◆ Text passage ◆
▬▬▬

Arizona Death Trip: Phantom of the Black Hills

Sunday, May 23rd, 2010

Since she was ransomed back from Mohave Indians in 1856 wearing a tribal chin tattoo, Olive Oatman has inspired a sculpture by Erastus Dow Palmer, two biographies, two novels, a play starring John Wilkes Booth’s brother, a 1965 episode of “Death Valley Days” (featuring Ronald Reagan), four children’s books, a 1982 short story by Elmore Leonard, and an Oscar-nominated short film (2008), but never a song.

Until now. Last month the country grindcore band Phantom of the Black Hills released a fittingly Deadwoodesque tribute to America’s first tattooed white woman on “Ghosts,” tweaking some interesting themes, like whether or not Oatman, a Mormon, lost her religion as a white Mohave. If the facts in “Olive Oatman” are iffy (twisted as they’ve been for over a century), the mood is right: Here’s the Oatman clan heading west:

Her and her family prayin’ to the moon
Piled in a wagon, rolling to their doom
Bones of the past rattlin in the back
That’s when the mountain roared

Indeed, the Yavapai Indians who killed Oatman’s family in southern Arizona (then Mexico) were mountain dwellers. (Note to Governor Brewer: back then, the state was filled with nativists–none of whom were white). Phantom nails it in saying Oatman, who was taken captive, then traded to the Mohave, “had to bend but she never bowed.”

▬▬▬

[Stored dataset items]

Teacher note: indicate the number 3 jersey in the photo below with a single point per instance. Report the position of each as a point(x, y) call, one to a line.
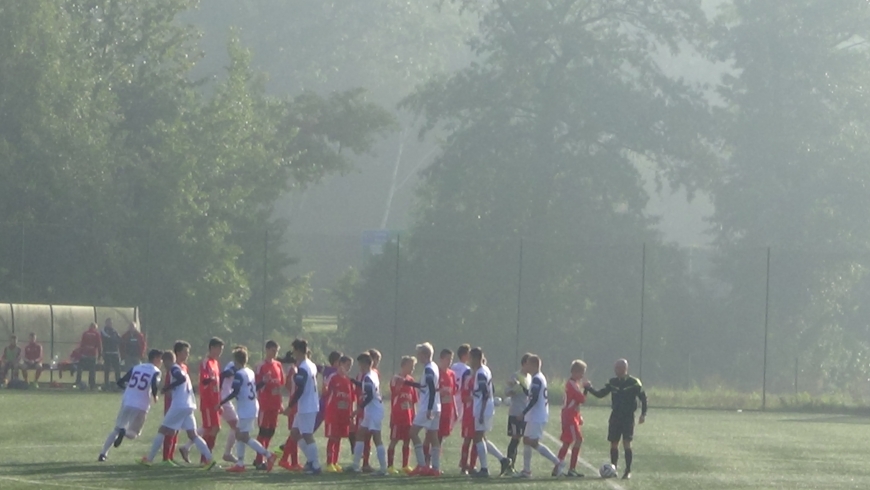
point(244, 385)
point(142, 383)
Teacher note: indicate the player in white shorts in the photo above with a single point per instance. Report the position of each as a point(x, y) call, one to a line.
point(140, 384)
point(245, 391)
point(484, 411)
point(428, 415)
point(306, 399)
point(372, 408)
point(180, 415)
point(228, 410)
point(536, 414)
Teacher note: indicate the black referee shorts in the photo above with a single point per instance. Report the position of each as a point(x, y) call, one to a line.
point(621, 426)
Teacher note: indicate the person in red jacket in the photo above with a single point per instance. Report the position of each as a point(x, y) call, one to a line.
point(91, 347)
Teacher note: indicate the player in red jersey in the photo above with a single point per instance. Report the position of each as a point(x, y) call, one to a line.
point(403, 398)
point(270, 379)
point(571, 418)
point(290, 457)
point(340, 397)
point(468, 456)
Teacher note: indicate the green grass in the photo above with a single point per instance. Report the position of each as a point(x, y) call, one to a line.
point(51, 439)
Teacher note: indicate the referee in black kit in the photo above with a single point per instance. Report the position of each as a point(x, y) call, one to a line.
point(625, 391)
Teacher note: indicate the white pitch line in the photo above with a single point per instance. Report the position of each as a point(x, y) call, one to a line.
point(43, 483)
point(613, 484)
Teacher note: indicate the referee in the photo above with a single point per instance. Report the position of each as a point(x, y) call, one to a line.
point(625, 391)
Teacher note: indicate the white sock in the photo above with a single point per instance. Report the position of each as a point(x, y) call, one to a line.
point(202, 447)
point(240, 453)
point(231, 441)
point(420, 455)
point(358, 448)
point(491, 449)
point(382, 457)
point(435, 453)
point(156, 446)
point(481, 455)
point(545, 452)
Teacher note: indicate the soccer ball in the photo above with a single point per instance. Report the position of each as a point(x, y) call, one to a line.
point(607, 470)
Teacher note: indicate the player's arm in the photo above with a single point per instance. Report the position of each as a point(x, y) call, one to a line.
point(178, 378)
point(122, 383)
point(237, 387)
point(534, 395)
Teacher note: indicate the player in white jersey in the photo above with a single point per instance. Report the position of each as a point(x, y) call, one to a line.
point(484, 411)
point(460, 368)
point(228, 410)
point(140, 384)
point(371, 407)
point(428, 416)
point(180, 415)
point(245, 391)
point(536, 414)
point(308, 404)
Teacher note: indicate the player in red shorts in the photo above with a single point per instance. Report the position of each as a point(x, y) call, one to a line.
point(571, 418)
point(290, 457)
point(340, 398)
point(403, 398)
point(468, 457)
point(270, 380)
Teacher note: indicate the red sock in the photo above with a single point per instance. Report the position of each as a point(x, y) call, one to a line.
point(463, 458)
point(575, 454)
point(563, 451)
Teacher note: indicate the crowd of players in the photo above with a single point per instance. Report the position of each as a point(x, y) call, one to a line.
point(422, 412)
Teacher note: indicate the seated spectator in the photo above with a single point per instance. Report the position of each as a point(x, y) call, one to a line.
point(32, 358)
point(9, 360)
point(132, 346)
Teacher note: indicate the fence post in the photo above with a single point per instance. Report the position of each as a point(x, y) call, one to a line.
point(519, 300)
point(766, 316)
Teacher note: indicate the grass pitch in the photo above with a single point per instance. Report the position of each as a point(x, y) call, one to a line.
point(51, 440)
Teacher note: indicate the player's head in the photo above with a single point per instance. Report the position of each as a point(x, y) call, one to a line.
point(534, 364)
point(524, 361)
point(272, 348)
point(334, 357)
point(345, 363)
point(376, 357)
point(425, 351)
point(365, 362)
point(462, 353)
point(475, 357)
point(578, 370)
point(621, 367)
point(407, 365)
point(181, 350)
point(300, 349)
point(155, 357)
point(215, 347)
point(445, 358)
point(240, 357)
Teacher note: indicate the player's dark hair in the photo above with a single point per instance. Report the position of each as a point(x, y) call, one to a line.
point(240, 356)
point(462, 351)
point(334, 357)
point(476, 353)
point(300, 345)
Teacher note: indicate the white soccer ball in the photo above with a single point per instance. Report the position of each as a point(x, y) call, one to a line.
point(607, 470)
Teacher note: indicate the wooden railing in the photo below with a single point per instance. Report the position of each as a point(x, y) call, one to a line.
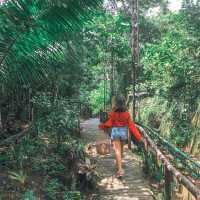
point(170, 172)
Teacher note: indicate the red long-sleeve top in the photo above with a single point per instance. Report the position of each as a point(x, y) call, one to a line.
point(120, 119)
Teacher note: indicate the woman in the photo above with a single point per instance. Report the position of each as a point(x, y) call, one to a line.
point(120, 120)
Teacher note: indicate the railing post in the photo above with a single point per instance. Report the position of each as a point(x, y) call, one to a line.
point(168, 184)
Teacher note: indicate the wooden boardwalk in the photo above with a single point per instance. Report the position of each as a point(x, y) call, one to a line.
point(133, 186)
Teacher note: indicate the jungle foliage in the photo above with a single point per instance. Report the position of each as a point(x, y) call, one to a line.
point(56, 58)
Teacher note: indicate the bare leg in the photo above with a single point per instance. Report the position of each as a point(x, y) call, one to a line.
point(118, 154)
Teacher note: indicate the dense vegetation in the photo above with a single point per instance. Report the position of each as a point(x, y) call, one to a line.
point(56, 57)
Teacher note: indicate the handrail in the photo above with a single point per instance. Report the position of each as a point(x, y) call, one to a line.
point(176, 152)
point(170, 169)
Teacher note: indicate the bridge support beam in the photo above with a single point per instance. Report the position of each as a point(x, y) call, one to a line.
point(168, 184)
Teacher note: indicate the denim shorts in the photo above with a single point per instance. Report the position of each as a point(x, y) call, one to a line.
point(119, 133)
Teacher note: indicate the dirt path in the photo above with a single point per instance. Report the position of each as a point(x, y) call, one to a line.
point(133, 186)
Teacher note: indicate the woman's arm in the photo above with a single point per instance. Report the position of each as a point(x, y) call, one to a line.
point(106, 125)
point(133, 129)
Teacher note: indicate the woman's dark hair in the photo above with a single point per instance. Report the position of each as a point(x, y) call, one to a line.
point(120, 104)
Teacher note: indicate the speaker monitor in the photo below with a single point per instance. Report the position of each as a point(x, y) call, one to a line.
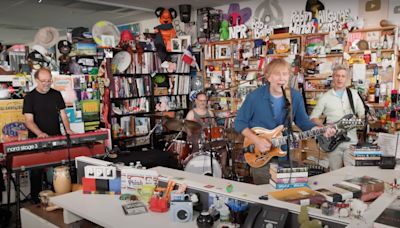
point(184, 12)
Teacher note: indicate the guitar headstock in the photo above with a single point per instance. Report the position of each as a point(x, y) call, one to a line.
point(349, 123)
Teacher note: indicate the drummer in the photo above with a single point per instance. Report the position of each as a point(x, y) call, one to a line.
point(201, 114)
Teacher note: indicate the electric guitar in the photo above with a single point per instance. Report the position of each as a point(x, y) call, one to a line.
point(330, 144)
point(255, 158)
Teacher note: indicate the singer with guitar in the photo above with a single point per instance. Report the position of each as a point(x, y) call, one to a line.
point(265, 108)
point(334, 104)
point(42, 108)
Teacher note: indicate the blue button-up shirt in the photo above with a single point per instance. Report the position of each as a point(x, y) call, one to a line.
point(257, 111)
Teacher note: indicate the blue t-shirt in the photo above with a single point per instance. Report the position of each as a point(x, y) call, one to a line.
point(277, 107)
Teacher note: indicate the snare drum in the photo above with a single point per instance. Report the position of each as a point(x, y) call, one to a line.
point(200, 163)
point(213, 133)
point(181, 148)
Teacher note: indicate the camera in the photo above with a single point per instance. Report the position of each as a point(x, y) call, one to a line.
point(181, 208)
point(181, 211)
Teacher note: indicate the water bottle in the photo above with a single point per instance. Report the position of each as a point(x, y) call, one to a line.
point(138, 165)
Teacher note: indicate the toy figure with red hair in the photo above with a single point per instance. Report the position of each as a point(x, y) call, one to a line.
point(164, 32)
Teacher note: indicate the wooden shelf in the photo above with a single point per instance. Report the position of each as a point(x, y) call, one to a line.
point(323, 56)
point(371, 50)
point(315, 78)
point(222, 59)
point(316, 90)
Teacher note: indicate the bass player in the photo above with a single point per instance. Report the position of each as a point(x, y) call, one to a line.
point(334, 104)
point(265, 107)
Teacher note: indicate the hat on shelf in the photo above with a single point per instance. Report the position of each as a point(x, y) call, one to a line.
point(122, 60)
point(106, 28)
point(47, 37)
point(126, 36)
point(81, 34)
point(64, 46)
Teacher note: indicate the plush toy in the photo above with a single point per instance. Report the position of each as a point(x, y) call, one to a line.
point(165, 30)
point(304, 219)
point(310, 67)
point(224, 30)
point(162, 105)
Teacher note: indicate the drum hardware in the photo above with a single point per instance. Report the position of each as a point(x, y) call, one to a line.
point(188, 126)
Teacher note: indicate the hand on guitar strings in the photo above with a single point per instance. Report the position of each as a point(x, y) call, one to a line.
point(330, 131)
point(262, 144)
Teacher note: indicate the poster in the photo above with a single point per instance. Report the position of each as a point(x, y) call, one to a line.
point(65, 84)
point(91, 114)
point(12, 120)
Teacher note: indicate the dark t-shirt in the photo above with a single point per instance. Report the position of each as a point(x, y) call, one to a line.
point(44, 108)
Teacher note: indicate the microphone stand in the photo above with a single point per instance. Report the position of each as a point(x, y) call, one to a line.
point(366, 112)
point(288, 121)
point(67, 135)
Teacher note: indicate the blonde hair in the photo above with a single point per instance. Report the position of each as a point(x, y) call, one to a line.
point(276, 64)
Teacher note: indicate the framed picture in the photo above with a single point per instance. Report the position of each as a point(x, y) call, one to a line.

▬▬▬

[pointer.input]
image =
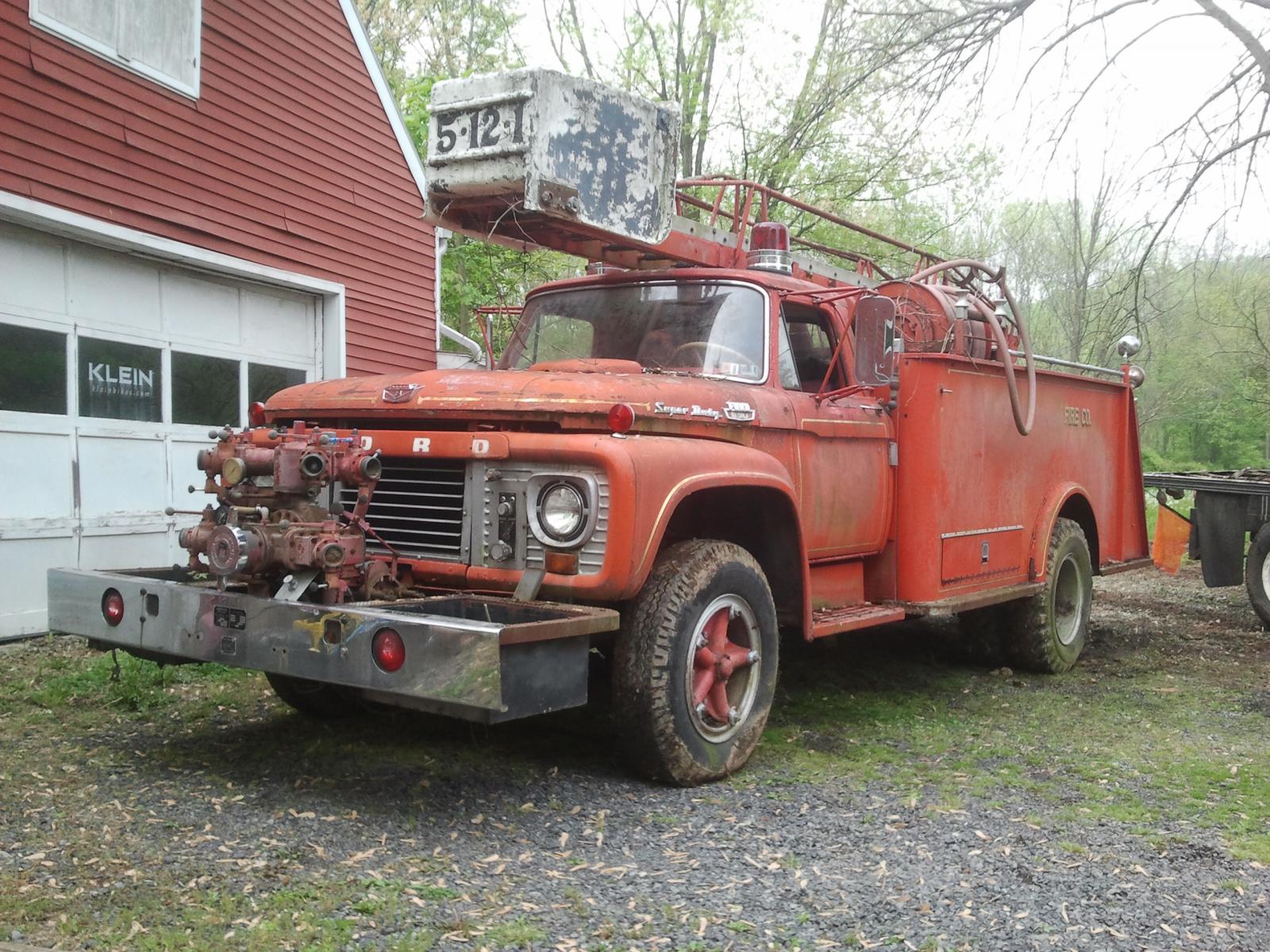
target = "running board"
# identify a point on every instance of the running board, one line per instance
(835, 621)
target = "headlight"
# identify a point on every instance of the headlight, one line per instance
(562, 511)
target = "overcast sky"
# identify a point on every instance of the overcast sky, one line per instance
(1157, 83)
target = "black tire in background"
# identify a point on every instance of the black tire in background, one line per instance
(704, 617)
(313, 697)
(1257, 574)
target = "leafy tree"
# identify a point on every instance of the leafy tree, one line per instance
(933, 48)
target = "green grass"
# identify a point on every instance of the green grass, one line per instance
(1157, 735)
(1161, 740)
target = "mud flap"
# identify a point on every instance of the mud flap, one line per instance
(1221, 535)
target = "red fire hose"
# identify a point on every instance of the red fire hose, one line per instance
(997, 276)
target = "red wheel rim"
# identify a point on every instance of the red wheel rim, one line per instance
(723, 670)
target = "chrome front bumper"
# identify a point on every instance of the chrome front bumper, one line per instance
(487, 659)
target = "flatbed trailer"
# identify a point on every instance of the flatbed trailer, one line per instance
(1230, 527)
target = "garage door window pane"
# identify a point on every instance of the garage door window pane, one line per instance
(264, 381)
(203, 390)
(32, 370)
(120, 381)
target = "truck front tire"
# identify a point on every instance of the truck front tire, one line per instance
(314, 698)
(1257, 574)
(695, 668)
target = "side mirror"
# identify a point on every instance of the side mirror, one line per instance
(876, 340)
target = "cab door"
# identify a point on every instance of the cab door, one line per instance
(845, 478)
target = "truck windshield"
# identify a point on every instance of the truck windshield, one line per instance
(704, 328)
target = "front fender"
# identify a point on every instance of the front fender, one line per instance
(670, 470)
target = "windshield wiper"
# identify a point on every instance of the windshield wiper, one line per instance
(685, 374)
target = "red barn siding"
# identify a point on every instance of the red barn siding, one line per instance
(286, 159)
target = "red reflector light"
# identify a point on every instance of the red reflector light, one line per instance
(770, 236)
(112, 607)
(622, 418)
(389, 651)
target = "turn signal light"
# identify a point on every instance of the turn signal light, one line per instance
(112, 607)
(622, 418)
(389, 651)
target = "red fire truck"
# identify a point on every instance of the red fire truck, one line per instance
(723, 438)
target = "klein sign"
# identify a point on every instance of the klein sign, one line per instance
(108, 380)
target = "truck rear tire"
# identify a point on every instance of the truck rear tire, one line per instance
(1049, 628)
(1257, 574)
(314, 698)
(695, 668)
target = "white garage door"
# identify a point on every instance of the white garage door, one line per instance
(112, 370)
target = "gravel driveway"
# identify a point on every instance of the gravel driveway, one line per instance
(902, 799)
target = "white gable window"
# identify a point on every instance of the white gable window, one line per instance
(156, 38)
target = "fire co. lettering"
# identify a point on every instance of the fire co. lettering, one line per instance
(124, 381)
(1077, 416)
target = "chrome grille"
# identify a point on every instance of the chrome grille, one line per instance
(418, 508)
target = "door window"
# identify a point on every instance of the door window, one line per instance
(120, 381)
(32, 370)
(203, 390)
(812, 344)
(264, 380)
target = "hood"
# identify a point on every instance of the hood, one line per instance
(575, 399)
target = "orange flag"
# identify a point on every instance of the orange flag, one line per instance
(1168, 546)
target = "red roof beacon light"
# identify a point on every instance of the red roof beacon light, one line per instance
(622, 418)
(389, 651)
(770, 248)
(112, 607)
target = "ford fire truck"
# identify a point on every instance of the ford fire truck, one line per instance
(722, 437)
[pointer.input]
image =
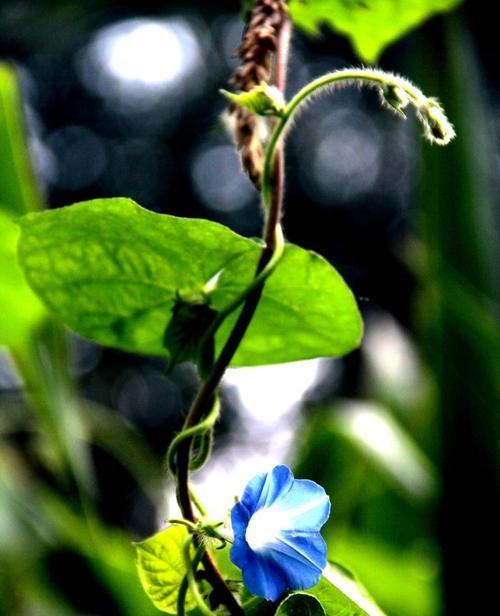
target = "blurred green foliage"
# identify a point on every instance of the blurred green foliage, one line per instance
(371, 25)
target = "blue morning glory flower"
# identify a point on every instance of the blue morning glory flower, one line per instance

▬▬▬

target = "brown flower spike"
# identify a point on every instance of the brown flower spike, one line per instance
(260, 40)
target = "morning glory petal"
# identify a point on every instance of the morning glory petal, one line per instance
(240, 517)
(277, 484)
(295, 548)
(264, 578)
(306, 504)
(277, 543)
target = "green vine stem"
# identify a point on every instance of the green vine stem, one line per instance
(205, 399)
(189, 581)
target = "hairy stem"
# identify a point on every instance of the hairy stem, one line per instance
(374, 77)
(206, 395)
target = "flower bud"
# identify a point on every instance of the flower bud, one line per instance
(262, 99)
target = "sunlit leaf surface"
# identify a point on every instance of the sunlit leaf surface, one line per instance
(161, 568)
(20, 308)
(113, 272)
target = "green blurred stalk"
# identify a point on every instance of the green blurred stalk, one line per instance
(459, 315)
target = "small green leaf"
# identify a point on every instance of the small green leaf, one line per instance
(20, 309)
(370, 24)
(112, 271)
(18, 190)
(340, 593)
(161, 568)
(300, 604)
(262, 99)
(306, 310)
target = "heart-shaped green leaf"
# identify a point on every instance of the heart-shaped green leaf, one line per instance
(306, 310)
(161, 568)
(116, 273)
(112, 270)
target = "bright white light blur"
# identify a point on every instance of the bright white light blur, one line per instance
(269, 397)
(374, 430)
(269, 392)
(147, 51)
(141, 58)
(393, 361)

▬▬▬

◆ What you will do ◆
According to the text about Olive Oatman, in what year was she ransomed back from the Mohave Indians?

◆ Result of the exercise ◆
1856